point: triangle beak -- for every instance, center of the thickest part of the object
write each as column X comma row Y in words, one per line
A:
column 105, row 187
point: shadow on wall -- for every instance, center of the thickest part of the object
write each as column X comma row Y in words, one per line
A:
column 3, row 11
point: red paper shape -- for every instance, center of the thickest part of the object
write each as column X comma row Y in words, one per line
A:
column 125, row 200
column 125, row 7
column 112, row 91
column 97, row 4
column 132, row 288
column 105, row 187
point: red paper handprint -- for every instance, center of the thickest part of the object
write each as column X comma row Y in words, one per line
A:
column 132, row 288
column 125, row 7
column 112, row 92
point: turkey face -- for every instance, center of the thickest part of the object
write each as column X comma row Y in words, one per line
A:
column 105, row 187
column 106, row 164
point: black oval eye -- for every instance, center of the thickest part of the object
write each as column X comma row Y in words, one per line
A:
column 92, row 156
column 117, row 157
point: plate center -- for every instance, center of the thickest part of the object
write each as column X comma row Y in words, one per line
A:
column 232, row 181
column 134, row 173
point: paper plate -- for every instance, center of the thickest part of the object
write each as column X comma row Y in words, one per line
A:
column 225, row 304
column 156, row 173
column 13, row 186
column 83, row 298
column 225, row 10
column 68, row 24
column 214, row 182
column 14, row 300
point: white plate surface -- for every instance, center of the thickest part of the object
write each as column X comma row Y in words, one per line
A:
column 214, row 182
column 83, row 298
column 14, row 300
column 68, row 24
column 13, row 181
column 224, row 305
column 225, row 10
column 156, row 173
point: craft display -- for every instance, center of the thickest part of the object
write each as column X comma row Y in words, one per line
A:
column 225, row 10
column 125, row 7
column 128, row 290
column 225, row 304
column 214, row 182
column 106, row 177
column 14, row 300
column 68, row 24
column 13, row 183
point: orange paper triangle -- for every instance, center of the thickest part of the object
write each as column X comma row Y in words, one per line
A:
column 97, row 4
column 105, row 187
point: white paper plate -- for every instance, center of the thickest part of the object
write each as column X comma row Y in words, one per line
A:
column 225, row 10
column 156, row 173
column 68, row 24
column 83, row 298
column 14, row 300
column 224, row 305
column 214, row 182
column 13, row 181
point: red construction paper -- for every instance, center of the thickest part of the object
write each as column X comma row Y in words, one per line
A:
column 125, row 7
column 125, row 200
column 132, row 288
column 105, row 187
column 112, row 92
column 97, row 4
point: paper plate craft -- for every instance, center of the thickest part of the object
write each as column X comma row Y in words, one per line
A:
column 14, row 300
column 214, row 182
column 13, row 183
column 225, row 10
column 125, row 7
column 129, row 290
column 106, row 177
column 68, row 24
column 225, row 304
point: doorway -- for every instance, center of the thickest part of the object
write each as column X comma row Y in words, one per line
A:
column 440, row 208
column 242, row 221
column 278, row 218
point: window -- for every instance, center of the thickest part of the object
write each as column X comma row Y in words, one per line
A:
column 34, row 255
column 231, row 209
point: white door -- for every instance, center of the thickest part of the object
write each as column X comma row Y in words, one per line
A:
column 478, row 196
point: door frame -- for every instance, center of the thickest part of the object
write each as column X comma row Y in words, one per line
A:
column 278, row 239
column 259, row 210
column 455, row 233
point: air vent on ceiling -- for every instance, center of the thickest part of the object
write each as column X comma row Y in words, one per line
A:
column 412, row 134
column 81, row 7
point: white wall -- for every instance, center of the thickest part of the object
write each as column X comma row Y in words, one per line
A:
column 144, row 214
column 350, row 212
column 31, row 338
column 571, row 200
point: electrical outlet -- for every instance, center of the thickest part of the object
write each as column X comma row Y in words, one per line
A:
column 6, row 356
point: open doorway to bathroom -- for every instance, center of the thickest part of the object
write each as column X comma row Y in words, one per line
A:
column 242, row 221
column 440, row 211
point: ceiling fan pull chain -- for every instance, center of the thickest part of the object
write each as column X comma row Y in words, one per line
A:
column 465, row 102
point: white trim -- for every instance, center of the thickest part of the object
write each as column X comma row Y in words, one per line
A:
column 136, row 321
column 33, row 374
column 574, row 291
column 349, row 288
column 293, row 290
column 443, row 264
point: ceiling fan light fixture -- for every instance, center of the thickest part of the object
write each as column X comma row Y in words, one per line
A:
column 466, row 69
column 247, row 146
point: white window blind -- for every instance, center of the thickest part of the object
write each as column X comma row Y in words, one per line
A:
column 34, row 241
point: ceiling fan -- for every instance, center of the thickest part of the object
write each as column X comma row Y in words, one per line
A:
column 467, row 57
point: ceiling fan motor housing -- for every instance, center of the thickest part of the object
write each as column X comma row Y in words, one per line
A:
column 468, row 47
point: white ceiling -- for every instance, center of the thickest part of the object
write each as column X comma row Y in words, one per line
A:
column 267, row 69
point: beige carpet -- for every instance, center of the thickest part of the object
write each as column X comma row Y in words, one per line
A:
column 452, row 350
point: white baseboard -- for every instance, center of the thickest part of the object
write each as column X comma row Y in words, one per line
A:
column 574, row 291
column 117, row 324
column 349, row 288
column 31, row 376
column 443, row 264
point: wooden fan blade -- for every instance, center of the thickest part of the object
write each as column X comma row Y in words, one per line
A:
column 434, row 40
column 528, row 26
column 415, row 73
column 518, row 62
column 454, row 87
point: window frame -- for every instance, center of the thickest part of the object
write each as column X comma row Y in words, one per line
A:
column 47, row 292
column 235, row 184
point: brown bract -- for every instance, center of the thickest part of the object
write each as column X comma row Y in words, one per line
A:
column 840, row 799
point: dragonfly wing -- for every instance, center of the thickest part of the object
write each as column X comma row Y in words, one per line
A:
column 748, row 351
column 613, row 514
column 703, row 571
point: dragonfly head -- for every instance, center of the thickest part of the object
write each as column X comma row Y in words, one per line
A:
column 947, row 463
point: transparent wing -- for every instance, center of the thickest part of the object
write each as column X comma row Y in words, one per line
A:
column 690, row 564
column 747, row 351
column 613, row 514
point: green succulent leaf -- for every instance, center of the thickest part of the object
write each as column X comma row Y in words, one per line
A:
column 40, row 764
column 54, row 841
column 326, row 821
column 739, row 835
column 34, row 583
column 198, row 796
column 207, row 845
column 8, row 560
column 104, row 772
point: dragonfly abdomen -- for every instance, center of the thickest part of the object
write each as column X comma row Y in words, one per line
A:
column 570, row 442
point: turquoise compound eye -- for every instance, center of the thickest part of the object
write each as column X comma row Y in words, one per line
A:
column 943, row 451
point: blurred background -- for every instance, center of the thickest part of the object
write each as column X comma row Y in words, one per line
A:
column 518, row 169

▬▬▬

→ Exercise prompt:
Write the data from above out again, exactly.

→ Response to the exercise:
point: triangle beak -- for every instance, center of the thickest part of the object
write each as column X comma row Y in words, one per line
A:
column 105, row 187
point: shadow on wall -- for every instance, center of the thickest part of the object
write each as column X comma row Y in words, one per line
A:
column 3, row 11
point: red paper shape -- for every instance, center of the thickest part of the object
write each as column X comma row Y in words, one per line
A:
column 125, row 200
column 125, row 7
column 112, row 91
column 97, row 4
column 132, row 288
column 105, row 187
point: red paper handprint -- for every instance, center of the thickest part of the object
write each as column X comma row Y in words, one per line
A:
column 132, row 288
column 125, row 7
column 112, row 92
point: turkey face -- for every instance, center of the thickest part of the object
write each as column X comma row Y in words, one per line
A:
column 105, row 187
column 106, row 164
point: black oval eye -- for every instance, center of the thickest part of the object
write each as column X comma row Y in words, one per line
A:
column 92, row 156
column 117, row 157
point: plate center -- for every instance, center of the thickest part of the object
write each as column X comma row Y in words, one per line
A:
column 232, row 181
column 134, row 173
point: paper plate -- for every instance, center of the thickest part of the object
write each as column X comma row Y in words, one per line
A:
column 225, row 304
column 156, row 173
column 13, row 186
column 83, row 298
column 225, row 10
column 68, row 24
column 214, row 182
column 14, row 300
point: white plate surface -- for every instance, center of the thickest part of the object
write each as column X comma row Y in words, one per line
A:
column 214, row 182
column 83, row 298
column 14, row 300
column 68, row 24
column 13, row 181
column 224, row 305
column 225, row 10
column 156, row 173
point: craft display -- for every instance, center of the thickest part of the object
write each as column X comma row Y in words, one per line
A:
column 225, row 10
column 125, row 7
column 128, row 290
column 225, row 304
column 214, row 182
column 106, row 177
column 14, row 300
column 68, row 24
column 13, row 183
point: orange paper triangle -- for every instance, center of the thickest part of the object
write each as column X comma row Y in words, one per line
A:
column 97, row 4
column 105, row 187
point: white paper plate -- for every instance, center of the thickest part of the object
write each as column X comma row Y in words, one per line
A:
column 225, row 10
column 156, row 173
column 68, row 24
column 83, row 298
column 14, row 300
column 224, row 305
column 214, row 182
column 13, row 181
point: red construction paper -- for every instance, center of the thickest part of the object
write each as column X comma row Y in words, one per line
A:
column 125, row 7
column 125, row 200
column 132, row 288
column 105, row 187
column 112, row 92
column 97, row 4
point: paper plate craft -- for every instance, center of the thickest part of the object
write each as column X comma row Y in words, one per line
A:
column 14, row 300
column 214, row 182
column 13, row 183
column 225, row 10
column 125, row 7
column 129, row 290
column 106, row 177
column 68, row 24
column 225, row 304
point: doorway -- for every instance, center of the thickest part of the object
write each as column X comma row Y in words, one per line
A:
column 440, row 208
column 242, row 221
column 278, row 218
point: window -- for every instance, center of the thickest part of the object
write each as column X comma row Y in words, one per line
A:
column 34, row 255
column 231, row 209
point: white door -- for every instance, center of the thickest part of the object
write each as column X comma row Y in words, one per line
A:
column 478, row 196
point: door frame -- for every instance, center of the thickest part of the object
write each as column X comma row Y in words, one per line
A:
column 278, row 239
column 259, row 210
column 455, row 233
point: air vent on ceiling -- for every instance, center of the thickest part of the object
write each as column X comma row Y in words, one per line
A:
column 412, row 134
column 81, row 7
point: white wall -- for every instance, center of the thickest part of the object
write each as column X comma row Y in words, one per line
A:
column 144, row 214
column 350, row 212
column 31, row 338
column 571, row 200
point: electrical outlet -- for every instance, center of the thickest part of the object
write each as column X comma row Y in words, one per line
A:
column 6, row 356
point: open doorway to bathroom -- for every instance, center of the thickest part of the object
write each as column X comma row Y in words, one per line
A:
column 242, row 221
column 440, row 211
point: ceiling fan pull chain -- for every instance, center of the thickest part of the object
write each as column X comma row Y in words, one per line
A:
column 465, row 102
point: white trim -- for every instance, center of the thickest part of the object
write each as column X comma row Y in words, one per line
A:
column 136, row 321
column 33, row 374
column 574, row 291
column 349, row 288
column 293, row 290
column 443, row 264
point: ceiling fan light fixture -- for every instance, center of the thickest part of the object
write each as column X comma row Y in words, one per line
A:
column 466, row 69
column 247, row 146
point: white window blind -- for every instance, center of the thickest part of the object
write each as column X comma row Y in words, one per line
A:
column 34, row 241
point: ceiling fan -- for every instance, center of the thickest part of the object
write each as column X comma row Y in words, one per line
A:
column 467, row 57
point: ceiling fan motor housing -- for every instance, center of the thickest part of the object
write each as column X comma row Y in words, one per line
A:
column 468, row 47
point: white ceiling -- for every instance, center of the thickest part of the object
write each as column X comma row Y in words, one per line
A:
column 267, row 69
point: beige carpet -- for every instance, center of the thickest part of the object
write each as column X comma row Y in words, one per line
A:
column 452, row 350
point: white baseboard -- for every instance, center of the thickest part of the object
write each as column X comma row Y in words, one per line
A:
column 574, row 291
column 117, row 324
column 349, row 288
column 31, row 376
column 443, row 264
point: wooden fan blade -- for every instance, center of the thickest part of the object
write each as column X comma row Y in words, one per line
A:
column 434, row 40
column 528, row 26
column 415, row 73
column 518, row 62
column 454, row 87
point: window frame -- for every instance, center of the thickest part of the object
write each as column X comma row Y in words, one per line
A:
column 47, row 292
column 235, row 184
point: brown bract -- for every instance, center of the thickest part of the object
write each as column X comma row Y in words, one per line
A:
column 840, row 799
point: dragonfly wing -- for every instance, center of the thickest part of the object
write each as column X comma row Y in words, one per line
A:
column 748, row 351
column 613, row 514
column 703, row 571
point: dragonfly head -- for every instance, center of the thickest part of the object
write each as column X comma row Y in words, one per line
A:
column 947, row 463
point: transparent wing -- for every instance, center of the thickest part of the object
write each as column X comma row Y in words, one per line
A:
column 690, row 564
column 747, row 351
column 613, row 514
point: green succulent leaf -- for every instance, center of the thickest part of the object
write each as column X comma row Y in words, one per line
A:
column 40, row 764
column 54, row 841
column 326, row 821
column 739, row 835
column 34, row 583
column 198, row 796
column 207, row 845
column 8, row 560
column 104, row 772
point: dragonfly abdomen -- for every instance, center of the thickest part of the object
write each as column X comma row Y in words, one per line
A:
column 570, row 442
point: turquoise compound eye -- for every instance, center of the thickest part of the object
write each as column X comma row Y in words, one per line
A:
column 943, row 451
point: blurred background -- for every instance, center of the thickest part of the object
write each as column X comma row Y in words, one per line
A:
column 518, row 169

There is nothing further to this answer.